* What to do: Which lines of the listing below contain the word "jacket"? Pick out each one and copy it in full.

——

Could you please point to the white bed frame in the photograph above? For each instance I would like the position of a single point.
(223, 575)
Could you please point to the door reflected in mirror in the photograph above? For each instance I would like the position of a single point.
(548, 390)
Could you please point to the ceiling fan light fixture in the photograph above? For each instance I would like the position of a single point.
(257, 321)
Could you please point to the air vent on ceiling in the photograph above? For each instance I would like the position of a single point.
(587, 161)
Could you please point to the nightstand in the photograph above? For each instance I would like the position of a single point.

——

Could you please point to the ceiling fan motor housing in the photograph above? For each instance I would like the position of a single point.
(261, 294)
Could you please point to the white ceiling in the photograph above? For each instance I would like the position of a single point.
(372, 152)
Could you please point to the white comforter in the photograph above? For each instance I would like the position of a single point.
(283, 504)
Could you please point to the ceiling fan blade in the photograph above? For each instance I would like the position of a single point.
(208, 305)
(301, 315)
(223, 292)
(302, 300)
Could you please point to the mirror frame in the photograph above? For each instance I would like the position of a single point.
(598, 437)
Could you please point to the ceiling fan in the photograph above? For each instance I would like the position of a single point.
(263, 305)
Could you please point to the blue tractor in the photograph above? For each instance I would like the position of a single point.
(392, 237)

——

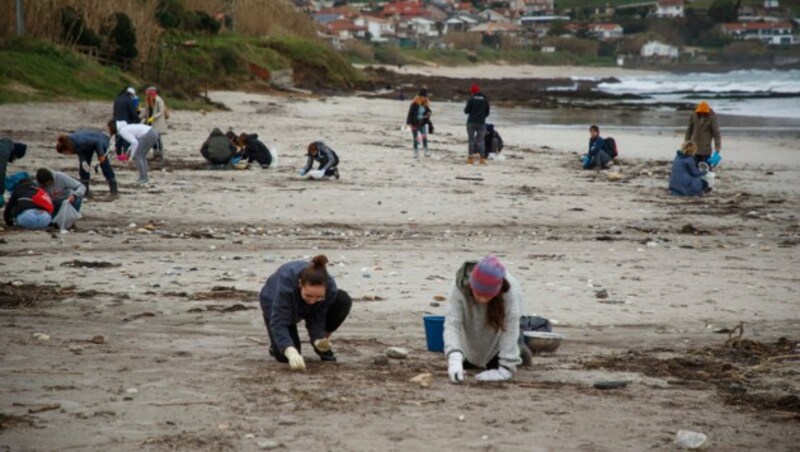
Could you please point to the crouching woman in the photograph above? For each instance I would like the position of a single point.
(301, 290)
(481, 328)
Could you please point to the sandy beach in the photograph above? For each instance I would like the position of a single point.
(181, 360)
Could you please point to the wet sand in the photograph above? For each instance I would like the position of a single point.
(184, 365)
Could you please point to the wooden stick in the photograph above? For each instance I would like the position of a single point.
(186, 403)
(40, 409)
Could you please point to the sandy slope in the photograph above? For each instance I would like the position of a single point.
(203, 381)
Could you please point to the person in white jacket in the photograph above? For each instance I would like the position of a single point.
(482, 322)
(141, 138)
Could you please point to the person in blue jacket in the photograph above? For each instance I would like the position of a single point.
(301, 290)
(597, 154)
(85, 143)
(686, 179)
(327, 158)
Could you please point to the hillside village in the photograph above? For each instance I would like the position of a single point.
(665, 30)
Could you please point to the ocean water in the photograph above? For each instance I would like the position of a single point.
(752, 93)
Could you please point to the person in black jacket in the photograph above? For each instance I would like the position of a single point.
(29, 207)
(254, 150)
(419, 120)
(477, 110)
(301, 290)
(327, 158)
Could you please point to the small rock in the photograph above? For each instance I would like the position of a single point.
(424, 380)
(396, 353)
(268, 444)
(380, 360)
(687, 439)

——

* Expected answer:
Could you please point to the person in white jacket in the photograph above? For each instance I would like the position of a single point.
Could you please point to the person in blue jacket in the photograph above? For each instance I would like the position of a single point.
Could you please point to the person in black jacket in the photograph above? For each instance I would like the position of a single point.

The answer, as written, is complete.